Five Things To Know Before Contacting Your Florist
 
 

Five Things To Know Before Contacting Your Florist

You are beginning the process of finding the perfect vendors for your wedding. It's starting to get real and it's also starting to get fun! Hiring your florist is the next one on your list, and you're not quite sure where to start. Before you fill out an inquiry form, I'd like to offer five things that are important to know that will make the process of finding your florist quick and easy. 

 Photography By Danielle Harris Photography, Save The Date By Custom Crafted

Photography By Danielle Harris Photography, Save The Date By Custom Crafted

1. Your Wedding Date

Knowing your wedding date is probably the single most important thing to determine before reaching out to your florist. Often times florists are able to take on more than one wedding a weekend, depending on the size of their team and what all is involved with each project. For four years, I took on multiple weddings in a weekend, sometimes as many as five to six. Although it worked, and actually allowed me to get really good at being efficient and managing logistics, I realized it prohibited me from being able to see each one of my clients the way I wanted to. At the start of 2018, I decided to change my policy to just one wedding per weekend. Now, when a client books with La Rue, they are my client for the entire week. When I receive inquiries, the first thing I do is confirm my availability based on the new client's wedding date before agreeing to speak with them. Also, September and October are crazy crazy crazy wedding months nowadays. If you want to secure your florist for your fall wedding, reach out to them at least 6 to 9 months in advance. Those weekends fill quickly, so save the date and don't wait!

 Photography By Kaity Brawley Photography

Photography By Kaity Brawley Photography

2. Your Reception Location

Despite what people may think, your florist is more interested in knowing where your reception will be held than knowing where the ceremony will be. The ceremony location is great to know, but the reception location tells us many things. First, it gives us clues about your general style. Is your wedding a mountain wedding or at a private estate venue? Do you prefer a hotel ballroom or will you be creating your own space with a tent? Second, it determines which direction to take a design if the client is unsure and looking for guidance. And third, it often dictates the size of the wedding. The reception is where you and your guests will be spending the majority of the wedding day. You'll dine and celebrate there, and if there is any place to fully bring on the floral so that it will be most enjoyed that day, it's at the reception. Changing a venue after booking with us always makes me nervous, because I'll likely have to rethink the floral to fit the new space.

What is asked ::
**a)** Reproduce without alteration the part of the records that opens with the line containing "Class, locate every instance of the frost" and runs through the end of the records.
**b)** Carry on the article about what to know before contacting a wedding florist from the point where it stops.
The records that follow have no connection to the article on preparing to contact a wedding florist.

Entries provided ::
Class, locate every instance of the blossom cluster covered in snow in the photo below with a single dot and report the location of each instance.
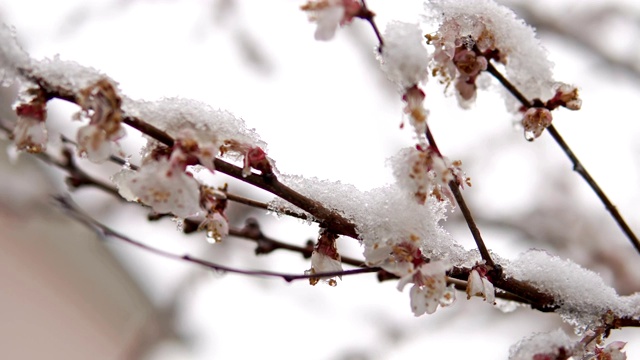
(398, 225)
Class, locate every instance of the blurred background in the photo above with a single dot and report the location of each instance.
(326, 111)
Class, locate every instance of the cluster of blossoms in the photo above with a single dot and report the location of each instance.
(460, 61)
(557, 345)
(102, 105)
(538, 117)
(425, 172)
(329, 14)
(405, 260)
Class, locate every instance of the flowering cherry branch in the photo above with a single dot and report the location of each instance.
(577, 165)
(268, 182)
(104, 231)
(454, 185)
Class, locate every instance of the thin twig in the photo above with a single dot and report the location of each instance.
(369, 16)
(327, 218)
(577, 165)
(466, 212)
(73, 211)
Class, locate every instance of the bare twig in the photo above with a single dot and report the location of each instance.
(369, 16)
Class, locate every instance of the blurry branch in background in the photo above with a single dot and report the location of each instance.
(399, 254)
(591, 28)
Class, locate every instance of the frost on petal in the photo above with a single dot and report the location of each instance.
(495, 31)
(163, 187)
(101, 104)
(552, 345)
(429, 289)
(216, 226)
(325, 257)
(30, 135)
(93, 143)
(329, 14)
(405, 58)
(425, 174)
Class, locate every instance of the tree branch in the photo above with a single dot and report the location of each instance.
(577, 165)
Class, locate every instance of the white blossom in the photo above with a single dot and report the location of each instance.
(163, 185)
(329, 14)
(429, 287)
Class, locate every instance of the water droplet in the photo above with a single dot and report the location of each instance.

Answers by task ::
**a)**
Class, locate every instance of the frost on petal in the photo above with a single dot and report the location of each instance.
(495, 31)
(163, 187)
(101, 104)
(552, 345)
(429, 289)
(216, 226)
(325, 257)
(30, 135)
(93, 143)
(329, 14)
(405, 58)
(425, 174)
Class, locate every instance of the tree branch in the photo above with a single dot and report the location of each instance.
(577, 165)
Class, locate every instance of the white blossom in the photo above with a single dot and report the location of each instance.
(163, 185)
(329, 14)
(429, 287)
Class, locate every instance of the water droplet in the photo above with a single dot and report the location of each instance.

**b)**
3. Overall Wedding Budget and Floral Budget

 Photography By Lidia Codrean, Flowers By La Rue Floral

Photography By Lidia Codrean, Flowers By La Rue Floral

This can be a hard one, but I'm going to take it there because I think a lot of people have questions.  To start, it's important to understand that not all florists' price points are going to be the same. Some florists have minimums of $10,000 for weddings while some have minimums of $2,000 for weddings. Some don't have minimums at all, which is also fine if that works for them. These price ranges are a combination of things, that, when taken into consideration, are determined by each individual florist. Are the flowers being sourced locally or are novelty flowers being shipped from around the world? Does the florist have years of experience with hundreds of weddings on her resume or are they in their first or second year of business? Will they strike at the end of the night quickly and efficiently or will your planner have to clean up the flowers? Do they have the proper equipment to care for the flowers and do the have the knowledge to design what you are envisioning? Are they confident in their ability to create any floral installation onsite? Do they make the process easy for you to communicate or do they seem generally disorganized? I have decided to only take on one wedding per weekend, have intentionally accumulated an entire inventory of beautiful decor items, and have taken years to learn my style, craft, and business. All these things have compelled me to raise my pricing each year to a minimum that feels correct and fair for what my clients will be receiving from me. 

 Photography By Nicole Clarey Photography

Photography By Nicole Clarey Photography

So how do you know what to spend? First, let me remind you that one of the most valuable things about hiring a wedding planner is that they will help you manage your budget. I'm currently planning a wedding with my fiance, and the first vendor we hired was our planner because I knew we needed immediate help understanding our budget and how it will be allocated. It's really as simple as knowing where flowers fall on your list of priorities. I only work with clients who value floral enough to list it as a top five priority on their list of things to budget for. You have to look at your overall wedding budget and determine what is going to work best for you. If flowers are super important to you, put aside 20% of your overall budget so that you can have that stunning backdrop or a gorgeous hanging installation or enough to spend on centerpieces for 20 to 30 tables. If you don't really care about floral, budget about 10%. To provide a sense of perspective, the majority of La Rue Floral's clients spend about anywhere from $8,000 to $10,000 on full service floral with about 4 to 8 bridesmaids, and a guest count of roughly 125. This includes all personals, usually some beautiful ceremony floral, roughly 15 tables at the reception, and delivery, set up, installation, and strike. 

 Photography By Nicole Clarey Photography

Photography By Nicole Clarey Photography

4. Clear Understanding of Guest Count

The hard truth...this is where the majority of your floral budget is going to go. If you have 20 tables, you can anticipate this taking up anywhere from 60% to 75% of your floral budget. There are two things I always confirm with the client when we are in the early stages of consulting; how many guests are you inviting to the wedding? And how many guests do you think will actually attend? You could invite 300 people to your wedding, but if only 100 are likely going to be there, that's the number I care about. I divide that number by 10 for an easy determination of how many table centerpieces the client will need and away we go. Of course, final seating adjustments can't be determined until about a month before the wedding, and yes, many tables seat 8 instead of 10, and sometimes they are long tables, square tables, or round tables, and sometimes its a combination of everything. But without knowing those final details yet, I can only begin with a general starting point.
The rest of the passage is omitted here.